*Work request*. Copy the records below without altering a single word.
[Opening Input data section]
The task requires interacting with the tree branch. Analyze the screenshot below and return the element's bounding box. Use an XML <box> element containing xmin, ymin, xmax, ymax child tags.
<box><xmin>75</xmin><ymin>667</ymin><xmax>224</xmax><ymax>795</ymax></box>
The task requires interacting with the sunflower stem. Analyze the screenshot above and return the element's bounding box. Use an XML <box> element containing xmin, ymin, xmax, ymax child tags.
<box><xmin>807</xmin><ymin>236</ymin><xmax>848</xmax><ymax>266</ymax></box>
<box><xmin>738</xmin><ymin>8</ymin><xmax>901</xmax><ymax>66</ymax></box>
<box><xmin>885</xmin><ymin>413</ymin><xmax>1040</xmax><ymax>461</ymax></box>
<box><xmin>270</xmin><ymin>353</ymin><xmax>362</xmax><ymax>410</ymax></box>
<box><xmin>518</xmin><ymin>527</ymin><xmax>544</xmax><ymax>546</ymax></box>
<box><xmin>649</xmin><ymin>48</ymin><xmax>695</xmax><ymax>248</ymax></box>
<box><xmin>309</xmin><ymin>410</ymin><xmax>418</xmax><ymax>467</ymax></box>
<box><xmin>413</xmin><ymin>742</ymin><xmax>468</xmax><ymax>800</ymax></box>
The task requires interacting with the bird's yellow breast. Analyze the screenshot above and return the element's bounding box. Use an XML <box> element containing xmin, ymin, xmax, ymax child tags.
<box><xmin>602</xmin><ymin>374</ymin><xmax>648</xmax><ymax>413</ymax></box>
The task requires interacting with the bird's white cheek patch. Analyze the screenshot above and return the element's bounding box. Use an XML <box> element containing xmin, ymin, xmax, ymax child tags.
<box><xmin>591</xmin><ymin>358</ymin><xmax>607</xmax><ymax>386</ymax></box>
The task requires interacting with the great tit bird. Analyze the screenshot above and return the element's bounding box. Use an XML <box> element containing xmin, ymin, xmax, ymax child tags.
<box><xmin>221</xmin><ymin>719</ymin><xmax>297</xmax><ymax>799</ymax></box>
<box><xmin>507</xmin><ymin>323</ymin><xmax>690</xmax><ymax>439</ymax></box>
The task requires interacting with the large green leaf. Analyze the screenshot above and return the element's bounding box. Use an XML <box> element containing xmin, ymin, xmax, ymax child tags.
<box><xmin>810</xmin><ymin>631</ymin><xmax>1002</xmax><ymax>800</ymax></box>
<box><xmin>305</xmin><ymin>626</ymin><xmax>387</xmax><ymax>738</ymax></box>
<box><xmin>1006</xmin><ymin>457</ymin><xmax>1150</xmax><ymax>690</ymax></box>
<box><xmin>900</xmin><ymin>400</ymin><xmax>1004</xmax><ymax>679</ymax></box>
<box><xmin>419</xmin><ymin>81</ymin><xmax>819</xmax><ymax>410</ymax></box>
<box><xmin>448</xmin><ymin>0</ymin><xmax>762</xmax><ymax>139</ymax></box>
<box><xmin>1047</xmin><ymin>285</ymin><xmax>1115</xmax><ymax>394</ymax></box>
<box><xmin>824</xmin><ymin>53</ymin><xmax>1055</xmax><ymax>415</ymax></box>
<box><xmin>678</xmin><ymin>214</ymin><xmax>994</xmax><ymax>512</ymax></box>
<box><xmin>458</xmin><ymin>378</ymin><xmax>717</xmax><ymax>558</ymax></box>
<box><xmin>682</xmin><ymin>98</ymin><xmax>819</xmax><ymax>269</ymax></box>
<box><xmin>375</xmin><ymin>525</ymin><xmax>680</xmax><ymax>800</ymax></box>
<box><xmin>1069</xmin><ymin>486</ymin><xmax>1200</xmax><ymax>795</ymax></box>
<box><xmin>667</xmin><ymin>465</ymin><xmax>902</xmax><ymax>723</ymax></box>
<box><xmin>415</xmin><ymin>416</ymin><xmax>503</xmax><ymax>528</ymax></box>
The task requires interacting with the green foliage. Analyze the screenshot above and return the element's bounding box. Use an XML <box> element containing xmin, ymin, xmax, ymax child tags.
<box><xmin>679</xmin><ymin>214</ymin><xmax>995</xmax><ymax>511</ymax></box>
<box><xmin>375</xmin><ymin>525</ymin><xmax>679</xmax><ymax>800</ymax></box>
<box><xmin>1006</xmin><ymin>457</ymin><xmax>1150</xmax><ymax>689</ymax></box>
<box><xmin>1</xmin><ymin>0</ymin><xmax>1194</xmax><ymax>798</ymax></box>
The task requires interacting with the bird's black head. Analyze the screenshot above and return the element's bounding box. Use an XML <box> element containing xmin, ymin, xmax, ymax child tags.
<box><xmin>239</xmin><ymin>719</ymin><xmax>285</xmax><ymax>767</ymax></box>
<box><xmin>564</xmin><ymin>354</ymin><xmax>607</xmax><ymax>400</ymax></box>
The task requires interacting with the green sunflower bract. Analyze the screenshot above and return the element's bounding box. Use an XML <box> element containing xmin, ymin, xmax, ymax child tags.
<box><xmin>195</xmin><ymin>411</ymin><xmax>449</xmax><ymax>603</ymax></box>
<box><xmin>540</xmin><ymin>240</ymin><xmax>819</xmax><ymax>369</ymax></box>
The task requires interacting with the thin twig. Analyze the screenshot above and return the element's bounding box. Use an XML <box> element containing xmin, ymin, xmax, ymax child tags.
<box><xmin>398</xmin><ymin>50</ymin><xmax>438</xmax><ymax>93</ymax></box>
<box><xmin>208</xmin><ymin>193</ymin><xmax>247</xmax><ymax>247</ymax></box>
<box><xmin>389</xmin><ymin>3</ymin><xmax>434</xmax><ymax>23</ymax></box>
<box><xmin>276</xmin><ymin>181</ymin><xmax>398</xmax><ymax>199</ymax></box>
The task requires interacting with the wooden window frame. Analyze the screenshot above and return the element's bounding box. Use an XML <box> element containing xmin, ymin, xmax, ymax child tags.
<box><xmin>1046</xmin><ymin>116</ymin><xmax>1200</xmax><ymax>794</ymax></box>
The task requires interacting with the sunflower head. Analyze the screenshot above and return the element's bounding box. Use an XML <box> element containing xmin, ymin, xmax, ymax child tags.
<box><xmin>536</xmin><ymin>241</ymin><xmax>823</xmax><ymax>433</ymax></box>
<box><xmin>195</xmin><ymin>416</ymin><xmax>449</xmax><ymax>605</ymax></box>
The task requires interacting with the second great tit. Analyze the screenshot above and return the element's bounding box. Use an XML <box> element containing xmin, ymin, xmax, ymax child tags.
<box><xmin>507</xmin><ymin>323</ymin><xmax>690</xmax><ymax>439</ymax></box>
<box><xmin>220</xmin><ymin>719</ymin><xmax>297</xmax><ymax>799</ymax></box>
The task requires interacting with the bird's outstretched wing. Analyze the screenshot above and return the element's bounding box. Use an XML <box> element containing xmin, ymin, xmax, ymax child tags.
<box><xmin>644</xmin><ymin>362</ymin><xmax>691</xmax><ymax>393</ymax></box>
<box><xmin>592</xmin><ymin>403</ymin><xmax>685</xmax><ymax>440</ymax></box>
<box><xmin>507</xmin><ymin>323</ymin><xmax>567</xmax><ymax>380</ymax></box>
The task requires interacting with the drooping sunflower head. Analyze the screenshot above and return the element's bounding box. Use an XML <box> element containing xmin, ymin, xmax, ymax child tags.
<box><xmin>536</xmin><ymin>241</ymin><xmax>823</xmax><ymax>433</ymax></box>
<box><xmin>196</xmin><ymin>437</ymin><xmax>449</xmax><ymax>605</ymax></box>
[Closing Input data section]
*Task response*.
The task requires interacting with the tree branch. Analyze the screenshot below and return the element's bounding box. Use an XML <box> element containing xmin, ymin, xmax, ymax child tags.
<box><xmin>75</xmin><ymin>667</ymin><xmax>224</xmax><ymax>795</ymax></box>
The task requires interacting with the sunflower stem. Analyze the screenshot above and return the element's bounding box. Use an XML <box> element containing xmin, ymin, xmax, ymax child tags.
<box><xmin>807</xmin><ymin>236</ymin><xmax>848</xmax><ymax>266</ymax></box>
<box><xmin>738</xmin><ymin>8</ymin><xmax>901</xmax><ymax>66</ymax></box>
<box><xmin>885</xmin><ymin>413</ymin><xmax>1040</xmax><ymax>461</ymax></box>
<box><xmin>270</xmin><ymin>353</ymin><xmax>362</xmax><ymax>410</ymax></box>
<box><xmin>518</xmin><ymin>527</ymin><xmax>544</xmax><ymax>546</ymax></box>
<box><xmin>649</xmin><ymin>48</ymin><xmax>695</xmax><ymax>248</ymax></box>
<box><xmin>309</xmin><ymin>410</ymin><xmax>418</xmax><ymax>467</ymax></box>
<box><xmin>413</xmin><ymin>742</ymin><xmax>468</xmax><ymax>800</ymax></box>
The task requires interacting with the bird's yellow breast. Analyze the screenshot above and return the element's bounding box. Use an XML <box> element containing xmin, ymin, xmax, ymax child tags.
<box><xmin>602</xmin><ymin>374</ymin><xmax>648</xmax><ymax>413</ymax></box>
The task requires interacting with the bird's white cheek patch. Analyze the screenshot above and return the element's bounding box. Use an XML <box> element containing xmin, ymin, xmax, ymax child tags.
<box><xmin>591</xmin><ymin>358</ymin><xmax>607</xmax><ymax>386</ymax></box>
The task requires interacting with the great tit bird. Analyze the screenshot above and return the element's bounding box. Use an XML <box> element containing xmin, ymin, xmax, ymax child tags.
<box><xmin>221</xmin><ymin>719</ymin><xmax>297</xmax><ymax>799</ymax></box>
<box><xmin>507</xmin><ymin>323</ymin><xmax>690</xmax><ymax>439</ymax></box>
The task requires interacting with the large green leaf. Analyze the screenshot above and return the element's bounding box. Use an XML <box> element containing xmin, ymin, xmax, ymax child tags.
<box><xmin>810</xmin><ymin>631</ymin><xmax>1002</xmax><ymax>800</ymax></box>
<box><xmin>305</xmin><ymin>626</ymin><xmax>387</xmax><ymax>738</ymax></box>
<box><xmin>1006</xmin><ymin>457</ymin><xmax>1150</xmax><ymax>690</ymax></box>
<box><xmin>900</xmin><ymin>400</ymin><xmax>1004</xmax><ymax>679</ymax></box>
<box><xmin>419</xmin><ymin>81</ymin><xmax>819</xmax><ymax>410</ymax></box>
<box><xmin>448</xmin><ymin>0</ymin><xmax>762</xmax><ymax>139</ymax></box>
<box><xmin>1047</xmin><ymin>285</ymin><xmax>1115</xmax><ymax>394</ymax></box>
<box><xmin>824</xmin><ymin>53</ymin><xmax>1055</xmax><ymax>415</ymax></box>
<box><xmin>678</xmin><ymin>214</ymin><xmax>994</xmax><ymax>512</ymax></box>
<box><xmin>458</xmin><ymin>378</ymin><xmax>717</xmax><ymax>558</ymax></box>
<box><xmin>682</xmin><ymin>98</ymin><xmax>819</xmax><ymax>269</ymax></box>
<box><xmin>375</xmin><ymin>525</ymin><xmax>680</xmax><ymax>800</ymax></box>
<box><xmin>1069</xmin><ymin>486</ymin><xmax>1200</xmax><ymax>795</ymax></box>
<box><xmin>667</xmin><ymin>465</ymin><xmax>902</xmax><ymax>723</ymax></box>
<box><xmin>415</xmin><ymin>416</ymin><xmax>503</xmax><ymax>528</ymax></box>
The task requires interacting with the green foliage. Analyze the screenshot above and return the element's bounding box. Use an XML <box> element containing xmin, ymin, xmax, ymax child tags.
<box><xmin>679</xmin><ymin>214</ymin><xmax>995</xmax><ymax>511</ymax></box>
<box><xmin>375</xmin><ymin>525</ymin><xmax>679</xmax><ymax>800</ymax></box>
<box><xmin>1006</xmin><ymin>457</ymin><xmax>1150</xmax><ymax>689</ymax></box>
<box><xmin>1</xmin><ymin>0</ymin><xmax>1194</xmax><ymax>798</ymax></box>
The task requires interacting with the bird's black head. Analyze the screenshot above and return the element's bounding box. Use an XML <box> element containing xmin, ymin, xmax, ymax child tags.
<box><xmin>239</xmin><ymin>719</ymin><xmax>285</xmax><ymax>767</ymax></box>
<box><xmin>564</xmin><ymin>354</ymin><xmax>607</xmax><ymax>400</ymax></box>
The task requires interacting with the green sunflower bract. Analyze the screenshot above and return the element's bounding box. Use an XML <box> element containing xmin, ymin, xmax, ymax child tags.
<box><xmin>195</xmin><ymin>411</ymin><xmax>449</xmax><ymax>603</ymax></box>
<box><xmin>540</xmin><ymin>240</ymin><xmax>819</xmax><ymax>369</ymax></box>
The task requires interacting with the thin twig. Analyze the screenshot above and return the element's bounding box. Use an XML <box> element containing xmin, ymin, xmax, ymax child tags.
<box><xmin>398</xmin><ymin>50</ymin><xmax>438</xmax><ymax>93</ymax></box>
<box><xmin>208</xmin><ymin>193</ymin><xmax>247</xmax><ymax>247</ymax></box>
<box><xmin>389</xmin><ymin>3</ymin><xmax>434</xmax><ymax>23</ymax></box>
<box><xmin>276</xmin><ymin>181</ymin><xmax>398</xmax><ymax>199</ymax></box>
The task requires interacting with the wooden window frame. Analyze the screenshot above and return the element's bounding box. Use an XML <box> element containing xmin, ymin, xmax, ymax child tags.
<box><xmin>1046</xmin><ymin>116</ymin><xmax>1200</xmax><ymax>794</ymax></box>
The task requires interacting with the sunflower head. Analyze the screenshot above and return the element's bounding box. Use an XML <box> element containing xmin, ymin, xmax, ymax child tags.
<box><xmin>536</xmin><ymin>241</ymin><xmax>823</xmax><ymax>433</ymax></box>
<box><xmin>195</xmin><ymin>416</ymin><xmax>449</xmax><ymax>605</ymax></box>
The task requires interacting with the second great tit. Analyze the screenshot above and return the element's bounding box. Use an XML <box> element containing xmin, ymin, xmax, ymax child tags.
<box><xmin>507</xmin><ymin>323</ymin><xmax>690</xmax><ymax>439</ymax></box>
<box><xmin>220</xmin><ymin>719</ymin><xmax>297</xmax><ymax>799</ymax></box>
The task requires interacting with the bird's outstretched wing. Analyze the screenshot above and return the element's bounding box. Use an XML <box> element containing xmin, ymin, xmax, ymax child tags.
<box><xmin>644</xmin><ymin>362</ymin><xmax>691</xmax><ymax>393</ymax></box>
<box><xmin>592</xmin><ymin>403</ymin><xmax>685</xmax><ymax>440</ymax></box>
<box><xmin>507</xmin><ymin>323</ymin><xmax>567</xmax><ymax>380</ymax></box>
The task requires interacting with the drooping sunflower head. Analyze the screenshot above and return the element's bounding box. Use an XML <box> element containing xmin, ymin, xmax, ymax child tags.
<box><xmin>536</xmin><ymin>241</ymin><xmax>823</xmax><ymax>433</ymax></box>
<box><xmin>196</xmin><ymin>437</ymin><xmax>449</xmax><ymax>605</ymax></box>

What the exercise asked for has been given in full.